>> begin Records supplied

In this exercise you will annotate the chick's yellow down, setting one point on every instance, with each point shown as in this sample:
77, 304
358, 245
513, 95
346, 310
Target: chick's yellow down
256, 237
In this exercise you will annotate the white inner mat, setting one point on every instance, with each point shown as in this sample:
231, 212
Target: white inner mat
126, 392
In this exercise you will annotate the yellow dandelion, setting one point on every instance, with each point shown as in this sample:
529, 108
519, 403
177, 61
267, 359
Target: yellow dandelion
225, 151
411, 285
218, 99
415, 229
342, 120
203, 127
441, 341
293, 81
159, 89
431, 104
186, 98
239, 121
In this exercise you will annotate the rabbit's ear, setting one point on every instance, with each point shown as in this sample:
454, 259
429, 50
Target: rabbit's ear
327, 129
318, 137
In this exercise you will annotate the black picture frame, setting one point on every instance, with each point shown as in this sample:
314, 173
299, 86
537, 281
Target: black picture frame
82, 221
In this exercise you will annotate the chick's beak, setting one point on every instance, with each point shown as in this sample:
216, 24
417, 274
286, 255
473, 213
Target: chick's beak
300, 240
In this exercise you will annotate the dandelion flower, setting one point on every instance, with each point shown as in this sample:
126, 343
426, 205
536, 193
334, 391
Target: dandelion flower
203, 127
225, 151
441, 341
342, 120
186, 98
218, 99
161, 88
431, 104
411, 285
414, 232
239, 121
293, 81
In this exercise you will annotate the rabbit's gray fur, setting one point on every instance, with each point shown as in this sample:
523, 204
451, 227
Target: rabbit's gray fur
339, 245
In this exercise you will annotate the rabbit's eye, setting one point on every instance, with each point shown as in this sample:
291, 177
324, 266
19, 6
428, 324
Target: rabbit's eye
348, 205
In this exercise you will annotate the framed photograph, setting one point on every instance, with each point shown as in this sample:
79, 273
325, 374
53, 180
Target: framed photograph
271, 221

>> end Records supplied

Exercise
Write out every line above as a JSON list of strings, one string per line, leaving out blank lines.

Exercise output
[
  "In this exercise you will annotate the chick's yellow down, setting one point on every instance, with each point shown as in this sample:",
  "77, 304",
  "358, 245",
  "513, 95",
  "346, 310",
  "Target: chick's yellow down",
  "256, 237",
  "In this exercise you will annotate the white inner mat, setting one point on every instance, with each point shown as in this sample:",
  "231, 212",
  "Target: white inner mat",
  "126, 392",
  "In this exercise you will annotate the yellow dandelion, setting one point on every instance, with each point shown as in this sample:",
  "529, 108",
  "519, 403",
  "177, 61",
  "267, 359",
  "Target: yellow dandelion",
  "225, 151",
  "411, 285",
  "218, 99",
  "415, 229",
  "342, 120",
  "203, 127",
  "441, 341",
  "293, 81",
  "159, 89",
  "431, 104",
  "186, 98",
  "239, 121",
  "In this exercise you will annotate the rabbit's ear, setting one point on every instance, with each point shown as in this sample:",
  "454, 259",
  "429, 50",
  "Target: rabbit's ear",
  "327, 129",
  "318, 137",
  "In this exercise you will annotate the black picture frame, setting one point on every instance, with each point shown as in this sample:",
  "314, 173",
  "299, 86",
  "537, 281",
  "Target: black picture frame",
  "82, 221",
  "In this exercise you will annotate the chick's beak, setting one point on every instance, with each point shown as in this sample:",
  "216, 24",
  "417, 274",
  "286, 255",
  "473, 213",
  "Target: chick's beak",
  "300, 240",
  "In this exercise you will annotate the dandelion flower, setting one point on every instance, with each point shown as in this sample:",
  "126, 343",
  "426, 205",
  "536, 193",
  "334, 391",
  "Target: dandelion flower",
  "203, 127",
  "225, 151",
  "441, 341",
  "342, 120",
  "186, 98",
  "218, 99",
  "161, 88",
  "431, 104",
  "411, 285",
  "414, 232",
  "239, 121",
  "293, 81",
  "In this exercise you will annotate the rabbit's gray fur, setting one point on every instance, with each point shown as in this sample:",
  "523, 204",
  "451, 227",
  "Target: rabbit's gray fur",
  "339, 245",
  "In this exercise you will annotate the rabbit's eye, setting one point on every instance, with each point shown as in this sample:",
  "291, 177",
  "324, 266",
  "19, 6",
  "428, 324",
  "Target: rabbit's eye",
  "348, 205",
  "In this exercise you will annotate the framed photograph, setting one point on every instance, with each point shown as in this sample:",
  "79, 273",
  "325, 374",
  "53, 180",
  "Target: framed photograph",
  "271, 221"
]